→ **WHAT YOU HAVE TO DO**
Rescale the lines from the one containing "Draw the outline of every instance of the red" through the last line, reproducing every line, requests included. Multiply each polygon corner coordinate in the answers by 0.9 and round it to a whole number, with halves rounded up.

——

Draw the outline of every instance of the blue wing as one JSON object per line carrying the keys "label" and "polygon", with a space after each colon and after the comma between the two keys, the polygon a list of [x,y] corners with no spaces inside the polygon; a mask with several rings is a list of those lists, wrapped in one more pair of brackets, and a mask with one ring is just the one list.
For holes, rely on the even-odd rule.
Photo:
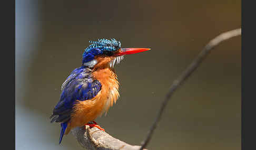
{"label": "blue wing", "polygon": [[101,84],[94,80],[91,76],[91,70],[82,66],[74,70],[62,85],[62,93],[59,102],[53,109],[50,118],[51,122],[61,122],[61,143],[67,123],[71,118],[72,108],[76,100],[89,100],[101,90]]}
{"label": "blue wing", "polygon": [[71,72],[62,84],[60,100],[53,110],[51,117],[55,117],[51,122],[68,121],[76,100],[91,99],[100,91],[101,83],[92,78],[91,72],[90,69],[82,66]]}

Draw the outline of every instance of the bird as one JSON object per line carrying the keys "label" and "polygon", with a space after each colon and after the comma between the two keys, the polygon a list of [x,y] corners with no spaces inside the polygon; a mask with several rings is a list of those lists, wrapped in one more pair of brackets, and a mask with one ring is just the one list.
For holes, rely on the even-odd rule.
{"label": "bird", "polygon": [[85,125],[100,127],[94,120],[105,113],[119,98],[119,82],[114,66],[124,55],[150,50],[145,48],[122,48],[120,41],[111,38],[89,41],[82,65],[75,69],[61,86],[60,100],[53,109],[51,123],[61,127],[59,144],[64,135]]}

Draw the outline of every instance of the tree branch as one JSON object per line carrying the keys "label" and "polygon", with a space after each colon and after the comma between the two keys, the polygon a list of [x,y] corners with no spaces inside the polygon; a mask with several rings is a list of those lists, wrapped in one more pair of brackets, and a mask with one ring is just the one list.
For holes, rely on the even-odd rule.
{"label": "tree branch", "polygon": [[[78,143],[83,147],[90,150],[137,150],[139,146],[128,144],[115,138],[107,133],[94,127],[90,128],[89,126],[76,127],[71,131]],[[146,150],[146,149],[144,149]]]}
{"label": "tree branch", "polygon": [[210,53],[210,50],[218,45],[221,42],[229,39],[232,37],[241,35],[241,28],[227,31],[222,33],[212,39],[204,47],[197,57],[194,59],[189,67],[183,72],[176,80],[173,81],[171,85],[165,98],[162,103],[161,106],[157,115],[154,121],[149,133],[142,143],[142,146],[133,146],[115,138],[105,132],[103,132],[96,127],[90,128],[88,126],[81,127],[76,127],[71,131],[77,140],[78,143],[83,147],[87,149],[101,149],[101,150],[134,150],[146,149],[144,149],[149,144],[152,137],[154,131],[159,122],[162,114],[170,98],[174,92],[180,86],[185,80],[191,74],[191,73],[199,66],[206,56]]}
{"label": "tree branch", "polygon": [[199,66],[199,65],[202,62],[203,60],[206,58],[207,55],[210,53],[211,49],[212,49],[216,46],[218,45],[221,42],[225,40],[229,39],[232,37],[241,35],[241,28],[234,29],[229,31],[227,31],[220,34],[214,39],[210,41],[210,42],[204,47],[203,50],[192,61],[192,62],[188,67],[188,68],[181,73],[181,74],[178,78],[177,79],[173,81],[173,83],[171,85],[171,87],[167,93],[165,99],[162,103],[160,110],[155,118],[155,121],[153,122],[149,133],[146,137],[146,139],[142,142],[142,145],[140,148],[140,150],[146,147],[149,144],[153,133],[156,127],[156,126],[160,120],[161,117],[163,112],[165,108],[167,103],[171,98],[174,92],[181,85],[185,80],[191,74],[191,73],[195,70]]}

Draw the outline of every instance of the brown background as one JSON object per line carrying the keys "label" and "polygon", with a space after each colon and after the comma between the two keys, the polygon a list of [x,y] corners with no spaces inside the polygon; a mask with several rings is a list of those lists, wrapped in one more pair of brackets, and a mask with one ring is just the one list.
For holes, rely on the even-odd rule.
{"label": "brown background", "polygon": [[[121,97],[96,121],[140,144],[168,88],[212,38],[241,27],[240,1],[22,1],[16,4],[17,149],[82,149],[58,144],[48,119],[60,87],[88,41],[115,38],[152,50],[115,70]],[[222,43],[168,103],[150,149],[240,149],[241,37]]]}

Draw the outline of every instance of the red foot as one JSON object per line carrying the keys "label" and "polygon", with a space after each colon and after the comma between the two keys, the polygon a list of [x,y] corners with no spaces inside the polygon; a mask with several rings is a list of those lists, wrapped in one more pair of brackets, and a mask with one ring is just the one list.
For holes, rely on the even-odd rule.
{"label": "red foot", "polygon": [[96,127],[97,128],[100,129],[101,131],[104,131],[105,130],[102,127],[100,127],[100,125],[97,125],[96,122],[95,121],[92,121],[94,123],[86,123],[85,125],[90,126],[90,127]]}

——

→ **TASK ANSWER**
Draw the outline of every instance of the red foot as one JSON object per line carrying the keys "label" and "polygon", with a space after each colon and after the comma between the two keys, the polygon a list of [x,y] corners with no spaces inside the polygon; a mask with several rings is a list of those lists, wrapped in one more pair of brackets, and a mask with one ring is just the one list.
For holes, rely on the even-odd rule.
{"label": "red foot", "polygon": [[86,114],[87,115],[90,116],[91,118],[94,118],[95,117],[92,114],[90,114],[90,113],[87,113],[86,110],[86,109],[83,109],[85,111],[77,111],[77,113],[81,113],[81,114]]}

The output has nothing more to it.